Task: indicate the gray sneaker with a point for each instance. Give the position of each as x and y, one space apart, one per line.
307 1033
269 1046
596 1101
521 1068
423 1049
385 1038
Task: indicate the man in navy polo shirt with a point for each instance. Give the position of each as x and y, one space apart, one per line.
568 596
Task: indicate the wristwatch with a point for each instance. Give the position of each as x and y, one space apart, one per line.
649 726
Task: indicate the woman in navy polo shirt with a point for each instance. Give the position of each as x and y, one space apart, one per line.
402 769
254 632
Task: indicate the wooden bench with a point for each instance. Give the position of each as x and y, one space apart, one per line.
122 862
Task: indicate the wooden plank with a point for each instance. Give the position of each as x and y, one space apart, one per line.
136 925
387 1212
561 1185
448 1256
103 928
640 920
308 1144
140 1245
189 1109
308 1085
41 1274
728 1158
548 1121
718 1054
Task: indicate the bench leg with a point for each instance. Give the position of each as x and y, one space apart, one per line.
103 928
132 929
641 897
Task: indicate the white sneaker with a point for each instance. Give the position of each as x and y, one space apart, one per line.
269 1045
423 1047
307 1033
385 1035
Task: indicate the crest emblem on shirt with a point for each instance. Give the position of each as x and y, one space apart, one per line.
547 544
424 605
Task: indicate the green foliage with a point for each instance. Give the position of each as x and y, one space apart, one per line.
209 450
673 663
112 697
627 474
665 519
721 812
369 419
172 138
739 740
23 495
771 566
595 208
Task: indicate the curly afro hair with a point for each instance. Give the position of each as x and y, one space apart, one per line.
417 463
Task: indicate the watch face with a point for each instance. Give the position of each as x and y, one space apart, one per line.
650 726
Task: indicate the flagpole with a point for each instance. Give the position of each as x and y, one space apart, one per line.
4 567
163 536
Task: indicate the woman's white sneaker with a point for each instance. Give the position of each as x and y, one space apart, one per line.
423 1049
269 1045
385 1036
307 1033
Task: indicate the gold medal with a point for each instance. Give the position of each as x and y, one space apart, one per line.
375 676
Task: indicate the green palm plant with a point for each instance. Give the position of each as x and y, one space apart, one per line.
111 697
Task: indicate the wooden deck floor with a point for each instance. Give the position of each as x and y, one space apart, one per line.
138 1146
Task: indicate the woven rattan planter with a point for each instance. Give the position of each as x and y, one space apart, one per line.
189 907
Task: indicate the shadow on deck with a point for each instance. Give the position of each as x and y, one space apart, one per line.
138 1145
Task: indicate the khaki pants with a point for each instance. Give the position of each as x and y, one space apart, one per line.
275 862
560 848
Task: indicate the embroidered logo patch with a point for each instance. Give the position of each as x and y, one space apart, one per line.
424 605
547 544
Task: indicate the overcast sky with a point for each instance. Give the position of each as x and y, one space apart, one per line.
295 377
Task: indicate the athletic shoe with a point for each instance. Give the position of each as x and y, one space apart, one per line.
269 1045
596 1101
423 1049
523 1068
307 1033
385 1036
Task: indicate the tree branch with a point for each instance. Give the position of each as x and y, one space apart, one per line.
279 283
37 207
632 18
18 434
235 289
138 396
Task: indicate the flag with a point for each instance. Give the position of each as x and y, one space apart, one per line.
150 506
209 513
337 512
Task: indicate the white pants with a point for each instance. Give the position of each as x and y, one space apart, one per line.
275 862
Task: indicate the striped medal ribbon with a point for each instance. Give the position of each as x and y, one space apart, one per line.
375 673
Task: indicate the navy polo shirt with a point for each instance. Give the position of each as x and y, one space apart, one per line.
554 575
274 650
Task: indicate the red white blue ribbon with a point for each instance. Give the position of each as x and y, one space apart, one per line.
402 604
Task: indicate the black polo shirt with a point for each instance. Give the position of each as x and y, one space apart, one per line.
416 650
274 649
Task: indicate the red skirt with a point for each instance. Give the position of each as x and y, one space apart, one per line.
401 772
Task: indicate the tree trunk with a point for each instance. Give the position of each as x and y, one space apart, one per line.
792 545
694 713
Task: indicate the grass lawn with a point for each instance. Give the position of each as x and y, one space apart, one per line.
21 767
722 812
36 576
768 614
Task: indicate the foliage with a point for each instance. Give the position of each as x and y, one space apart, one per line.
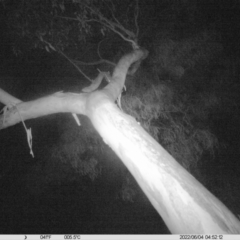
175 120
57 25
175 57
79 147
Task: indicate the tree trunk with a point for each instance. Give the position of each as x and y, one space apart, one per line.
185 205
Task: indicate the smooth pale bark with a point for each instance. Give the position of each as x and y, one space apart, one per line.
185 205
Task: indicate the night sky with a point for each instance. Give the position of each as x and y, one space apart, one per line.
44 194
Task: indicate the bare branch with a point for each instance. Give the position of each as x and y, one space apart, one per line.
114 26
63 54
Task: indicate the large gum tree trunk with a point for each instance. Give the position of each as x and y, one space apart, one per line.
185 205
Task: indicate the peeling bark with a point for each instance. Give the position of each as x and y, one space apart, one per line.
185 205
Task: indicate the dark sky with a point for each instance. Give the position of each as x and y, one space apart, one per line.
69 207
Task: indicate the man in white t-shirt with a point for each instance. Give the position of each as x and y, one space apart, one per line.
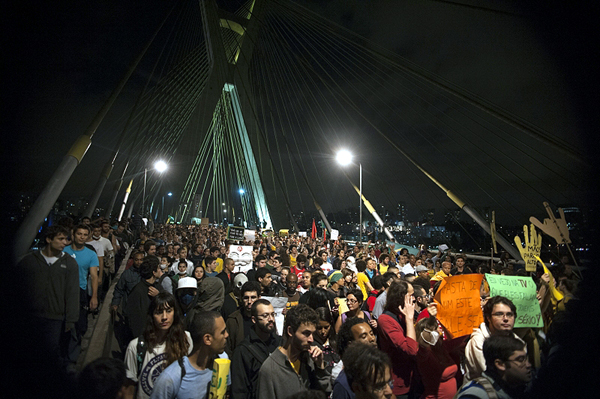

______________________________

## [The exercise]
Which lines in the entries above contain the string "green" with matching case? Copy each of those lines.

## [Task output]
Task: indicate the green foliage with a point for each instance. Give the position of each as x and y, one space apart, one per line.
Task: indicate the green palm plant with a point for each instance. Give the position of each as x and y, one space apart, one per line.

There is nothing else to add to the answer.